Actions to take =>
1/ List every film title that the Happy Death Day review mentions.
2/ According to the Happy Death Day review, who wrote the screenplay for the film?
3/ Extend the Happy Death Day review with a new paragraph that starts after its final sentence.

[START Supplied text]

Die and Repeat: "Happy Death Day" throws slasher fans for a fun time loop


Happy Death Day (2017)
96 min., rated PG-13.

Over the years, there have been more than a few takes on the time-loop premise of 1993’s “Groundhog Day” (most recently as a teen drama with 2017’s “Before I Fall”), but it’s hard to believe no one ever tried putting a slasher-pic spin on it until now. With an inspired (and marketable) high-concept conceit and a morbidly tongue-in-cheek title to match, “Happy Death Day” is just what one might expect if Bill Murray kept reliving the same day and being murdered on a loop of resets. It sounds like the pitch of an idea that could practically write itself, but director Christopher Landon (2015’s “Scouts Guide to the Zombie Apocalypse”) and screenwriter Scott Lobdell have a ton of fun tweaking the cycle of one character repeating the same day over and over until beating death, while abiding by genre tropes and then one-upping themselves just enough for the majority of a lean, pacey 96 minutes. “Happy Death Day” isn't the scarefest expected from Blumhouse Productions, and that scarcely matters because it is a clever, devilishly entertaining effort that successfully belies both its low budget and teen-friendly rating.

[END Supplied text]
[START Extracted entries]

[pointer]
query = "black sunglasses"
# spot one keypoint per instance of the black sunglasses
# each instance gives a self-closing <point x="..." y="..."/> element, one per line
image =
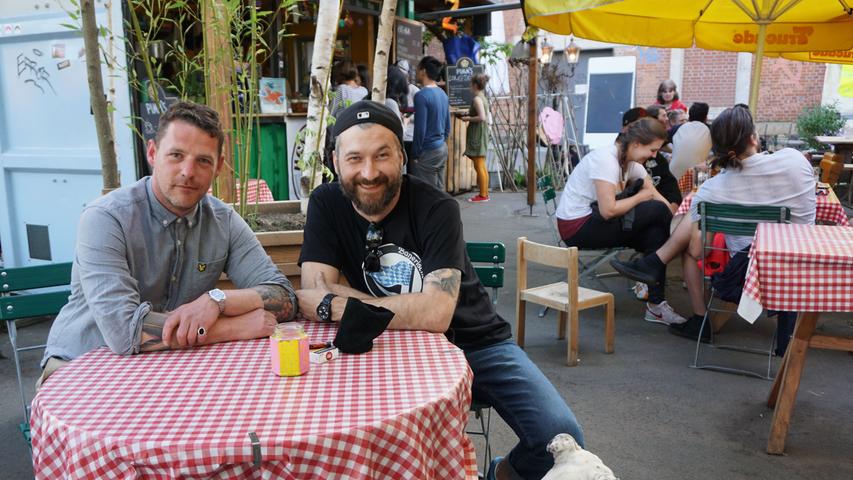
<point x="372" y="242"/>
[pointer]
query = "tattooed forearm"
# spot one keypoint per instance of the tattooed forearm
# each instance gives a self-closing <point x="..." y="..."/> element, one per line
<point x="151" y="338"/>
<point x="276" y="301"/>
<point x="446" y="279"/>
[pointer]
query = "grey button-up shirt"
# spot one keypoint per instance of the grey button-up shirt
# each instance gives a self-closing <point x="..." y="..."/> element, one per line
<point x="133" y="257"/>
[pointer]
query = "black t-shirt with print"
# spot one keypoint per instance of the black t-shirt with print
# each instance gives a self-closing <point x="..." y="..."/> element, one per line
<point x="423" y="233"/>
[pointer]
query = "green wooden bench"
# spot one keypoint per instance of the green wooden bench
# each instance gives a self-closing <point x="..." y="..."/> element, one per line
<point x="488" y="259"/>
<point x="23" y="295"/>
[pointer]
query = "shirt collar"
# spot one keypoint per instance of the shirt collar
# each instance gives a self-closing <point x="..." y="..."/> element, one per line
<point x="161" y="214"/>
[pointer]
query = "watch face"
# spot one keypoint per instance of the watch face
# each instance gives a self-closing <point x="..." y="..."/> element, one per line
<point x="217" y="294"/>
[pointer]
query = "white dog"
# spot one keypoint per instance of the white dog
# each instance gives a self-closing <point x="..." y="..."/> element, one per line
<point x="571" y="462"/>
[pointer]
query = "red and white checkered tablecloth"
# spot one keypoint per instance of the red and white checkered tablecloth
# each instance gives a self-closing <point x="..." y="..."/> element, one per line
<point x="827" y="209"/>
<point x="801" y="268"/>
<point x="256" y="191"/>
<point x="399" y="411"/>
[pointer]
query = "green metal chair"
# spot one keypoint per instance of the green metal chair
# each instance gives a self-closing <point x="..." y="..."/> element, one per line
<point x="587" y="265"/>
<point x="24" y="294"/>
<point x="488" y="259"/>
<point x="733" y="220"/>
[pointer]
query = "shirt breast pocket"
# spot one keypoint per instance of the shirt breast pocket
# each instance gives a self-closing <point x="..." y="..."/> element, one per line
<point x="205" y="273"/>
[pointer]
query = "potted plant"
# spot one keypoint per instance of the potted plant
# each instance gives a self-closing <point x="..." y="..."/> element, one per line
<point x="820" y="120"/>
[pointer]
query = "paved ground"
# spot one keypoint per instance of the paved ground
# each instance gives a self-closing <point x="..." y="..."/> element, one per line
<point x="644" y="412"/>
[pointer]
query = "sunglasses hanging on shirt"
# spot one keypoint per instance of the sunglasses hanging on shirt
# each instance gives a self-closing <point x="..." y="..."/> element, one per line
<point x="372" y="242"/>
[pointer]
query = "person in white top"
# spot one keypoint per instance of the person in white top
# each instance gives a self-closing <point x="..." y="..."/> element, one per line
<point x="348" y="90"/>
<point x="784" y="178"/>
<point x="691" y="143"/>
<point x="640" y="221"/>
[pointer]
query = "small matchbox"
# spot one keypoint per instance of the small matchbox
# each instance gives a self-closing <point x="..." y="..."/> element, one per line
<point x="324" y="355"/>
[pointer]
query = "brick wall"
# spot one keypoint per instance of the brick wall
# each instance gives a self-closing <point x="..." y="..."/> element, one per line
<point x="709" y="76"/>
<point x="787" y="87"/>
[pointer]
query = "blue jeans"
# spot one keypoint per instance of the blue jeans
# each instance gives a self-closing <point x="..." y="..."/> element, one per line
<point x="527" y="401"/>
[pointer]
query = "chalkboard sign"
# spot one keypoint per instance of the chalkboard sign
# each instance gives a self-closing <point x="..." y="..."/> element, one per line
<point x="408" y="43"/>
<point x="459" y="82"/>
<point x="149" y="112"/>
<point x="609" y="97"/>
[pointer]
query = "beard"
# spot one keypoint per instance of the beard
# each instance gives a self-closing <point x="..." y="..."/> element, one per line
<point x="376" y="204"/>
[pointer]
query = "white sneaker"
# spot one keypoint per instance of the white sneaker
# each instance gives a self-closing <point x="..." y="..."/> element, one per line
<point x="641" y="291"/>
<point x="662" y="313"/>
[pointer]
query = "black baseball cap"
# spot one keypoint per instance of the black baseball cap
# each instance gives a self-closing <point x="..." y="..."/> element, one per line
<point x="368" y="111"/>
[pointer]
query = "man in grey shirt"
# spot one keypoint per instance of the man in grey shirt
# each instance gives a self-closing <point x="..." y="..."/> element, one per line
<point x="148" y="257"/>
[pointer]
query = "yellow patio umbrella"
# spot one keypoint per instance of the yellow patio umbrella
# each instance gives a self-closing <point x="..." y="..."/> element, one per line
<point x="843" y="57"/>
<point x="757" y="26"/>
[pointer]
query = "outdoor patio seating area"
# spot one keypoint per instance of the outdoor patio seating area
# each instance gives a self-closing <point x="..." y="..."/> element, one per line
<point x="643" y="410"/>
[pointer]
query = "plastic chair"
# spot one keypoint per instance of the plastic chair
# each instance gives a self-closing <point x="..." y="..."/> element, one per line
<point x="566" y="297"/>
<point x="733" y="220"/>
<point x="491" y="276"/>
<point x="20" y="299"/>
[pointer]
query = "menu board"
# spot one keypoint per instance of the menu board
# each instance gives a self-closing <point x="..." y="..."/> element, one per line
<point x="149" y="111"/>
<point x="459" y="82"/>
<point x="408" y="43"/>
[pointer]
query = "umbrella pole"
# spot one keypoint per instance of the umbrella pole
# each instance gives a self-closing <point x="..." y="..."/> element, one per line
<point x="755" y="83"/>
<point x="531" y="128"/>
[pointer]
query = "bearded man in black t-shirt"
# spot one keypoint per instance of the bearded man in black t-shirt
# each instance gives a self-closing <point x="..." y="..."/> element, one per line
<point x="398" y="242"/>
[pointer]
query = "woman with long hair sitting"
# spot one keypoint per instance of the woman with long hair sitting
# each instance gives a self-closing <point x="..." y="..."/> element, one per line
<point x="784" y="178"/>
<point x="610" y="201"/>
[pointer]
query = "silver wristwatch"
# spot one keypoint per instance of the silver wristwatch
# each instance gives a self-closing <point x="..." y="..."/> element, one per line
<point x="218" y="296"/>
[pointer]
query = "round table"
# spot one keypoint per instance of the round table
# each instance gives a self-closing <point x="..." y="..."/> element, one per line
<point x="399" y="411"/>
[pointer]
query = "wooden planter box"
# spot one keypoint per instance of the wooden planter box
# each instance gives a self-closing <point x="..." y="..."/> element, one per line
<point x="283" y="247"/>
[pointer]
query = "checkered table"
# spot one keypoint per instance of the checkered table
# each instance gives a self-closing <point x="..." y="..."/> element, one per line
<point x="801" y="268"/>
<point x="827" y="209"/>
<point x="256" y="191"/>
<point x="399" y="411"/>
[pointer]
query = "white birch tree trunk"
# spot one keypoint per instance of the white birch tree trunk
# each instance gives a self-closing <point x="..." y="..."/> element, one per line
<point x="315" y="130"/>
<point x="383" y="49"/>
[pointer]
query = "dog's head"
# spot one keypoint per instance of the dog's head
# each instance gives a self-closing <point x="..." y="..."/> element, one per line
<point x="573" y="462"/>
<point x="562" y="443"/>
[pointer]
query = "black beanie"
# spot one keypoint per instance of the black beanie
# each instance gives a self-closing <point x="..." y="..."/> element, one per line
<point x="368" y="111"/>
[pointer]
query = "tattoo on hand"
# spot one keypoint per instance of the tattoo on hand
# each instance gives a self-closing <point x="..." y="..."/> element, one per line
<point x="152" y="333"/>
<point x="447" y="279"/>
<point x="276" y="301"/>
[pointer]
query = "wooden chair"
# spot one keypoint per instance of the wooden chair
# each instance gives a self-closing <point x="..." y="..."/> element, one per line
<point x="566" y="297"/>
<point x="22" y="295"/>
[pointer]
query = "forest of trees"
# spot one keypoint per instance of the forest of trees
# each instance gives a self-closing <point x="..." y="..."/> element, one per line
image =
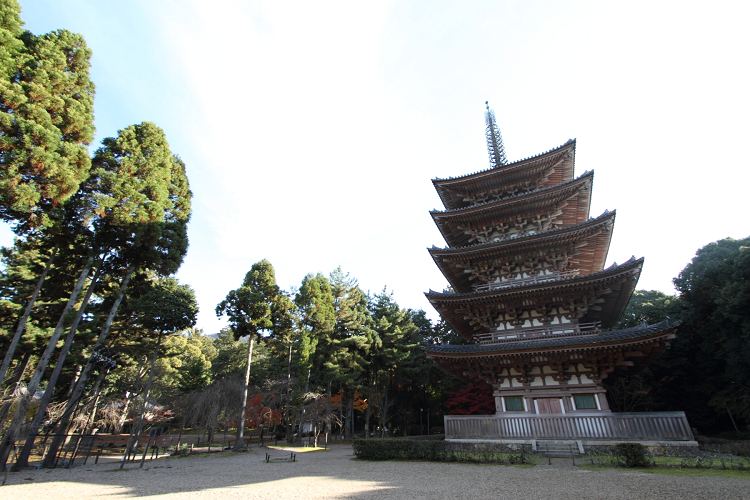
<point x="96" y="333"/>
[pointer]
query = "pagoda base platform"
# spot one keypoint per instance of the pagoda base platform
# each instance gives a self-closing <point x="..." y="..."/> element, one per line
<point x="652" y="429"/>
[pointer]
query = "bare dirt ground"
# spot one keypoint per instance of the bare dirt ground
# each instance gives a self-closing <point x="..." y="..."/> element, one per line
<point x="337" y="474"/>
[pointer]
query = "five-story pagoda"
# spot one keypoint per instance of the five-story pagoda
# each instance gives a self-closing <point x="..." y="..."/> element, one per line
<point x="525" y="263"/>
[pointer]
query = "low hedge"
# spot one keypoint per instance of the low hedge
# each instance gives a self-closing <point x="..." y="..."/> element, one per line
<point x="441" y="451"/>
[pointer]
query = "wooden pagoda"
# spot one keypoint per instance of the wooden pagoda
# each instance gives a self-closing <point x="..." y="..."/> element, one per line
<point x="529" y="290"/>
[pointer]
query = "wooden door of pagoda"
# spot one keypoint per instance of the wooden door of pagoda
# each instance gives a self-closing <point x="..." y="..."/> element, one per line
<point x="548" y="405"/>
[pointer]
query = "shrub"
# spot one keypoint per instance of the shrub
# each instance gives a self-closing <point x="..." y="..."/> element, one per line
<point x="631" y="455"/>
<point x="440" y="451"/>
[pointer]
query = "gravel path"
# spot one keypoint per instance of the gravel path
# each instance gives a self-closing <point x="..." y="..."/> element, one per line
<point x="336" y="474"/>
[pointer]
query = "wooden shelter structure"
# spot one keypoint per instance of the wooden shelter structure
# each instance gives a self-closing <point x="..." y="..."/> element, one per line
<point x="529" y="290"/>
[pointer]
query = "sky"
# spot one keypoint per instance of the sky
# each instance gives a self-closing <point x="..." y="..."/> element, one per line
<point x="311" y="130"/>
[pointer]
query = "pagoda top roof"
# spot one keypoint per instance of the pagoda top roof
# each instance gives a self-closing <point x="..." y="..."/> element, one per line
<point x="616" y="277"/>
<point x="591" y="259"/>
<point x="605" y="339"/>
<point x="533" y="202"/>
<point x="452" y="190"/>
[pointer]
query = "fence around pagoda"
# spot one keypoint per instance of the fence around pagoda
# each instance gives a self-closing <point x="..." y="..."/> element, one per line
<point x="653" y="426"/>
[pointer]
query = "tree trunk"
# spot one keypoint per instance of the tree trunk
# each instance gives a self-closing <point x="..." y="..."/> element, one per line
<point x="384" y="413"/>
<point x="289" y="396"/>
<point x="351" y="415"/>
<point x="139" y="428"/>
<point x="329" y="415"/>
<point x="23" y="365"/>
<point x="27" y="312"/>
<point x="80" y="385"/>
<point x="73" y="381"/>
<point x="239" y="444"/>
<point x="41" y="412"/>
<point x="11" y="434"/>
<point x="369" y="409"/>
<point x="124" y="415"/>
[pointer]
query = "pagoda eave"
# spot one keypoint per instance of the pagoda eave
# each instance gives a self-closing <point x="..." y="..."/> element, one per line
<point x="590" y="240"/>
<point x="458" y="226"/>
<point x="551" y="168"/>
<point x="600" y="297"/>
<point x="623" y="351"/>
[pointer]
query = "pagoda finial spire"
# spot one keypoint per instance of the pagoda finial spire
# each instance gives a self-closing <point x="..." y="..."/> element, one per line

[END Extracted entries]

Answers below =>
1/ "Groundhog Day," "Before I Fall," "Happy Death Day," "Scouts Guide to the Zombie Apocalypse"

2/ Scott Lobdell

3/
Bayfield University student Theresa “Tree” Gelbman (Jessica Rothe) is having a rough morning on her birthday. After a night of partying, the hungover sorority sister wakes up bleary-eyed and in need of Tylenol in the dorm room of stranger Carter (Israel Broussard), just after she ignores a call from her father. Tree gets dressed and walks through the campus quad, bypassing an environmental activist with a clipboard and witnessing a sprinkler going off on a smooching couple and a car alarm blaring. When she gets to her Kappa Kappa Gamma house, Tree is approached by bitchy sorority president Danielle (Rachel Matthews) about her walk of shame and then roommate Lori (Ruby Modine), who gives her a birthday cupcake that Tree throws in the garbage. She’s also late to class and then almost gets caught fooling around with her married professor (Charles Aitken). As the rest of her day comes to an end, she makes her way to her birthday celebration at a frat house, but before she makes it there, Tree is killed at the hands of someone in the cherubic Bayfield Babies mascot mask. Immediately, Tree wakes up in Carter’s dorm again, noticing the very familiar beats of a day she already lived through. It soon becomes apparent to her that she is going to keep reliving the same Monday and never see tomorrow until she unmasks who wants her dead. In the process of becoming determined to solve her own murder and take back her own life, Tree will begin to see what kind of person she is on the outside, but it’s one hell of a way to learn a lesson on her way to self-improvement.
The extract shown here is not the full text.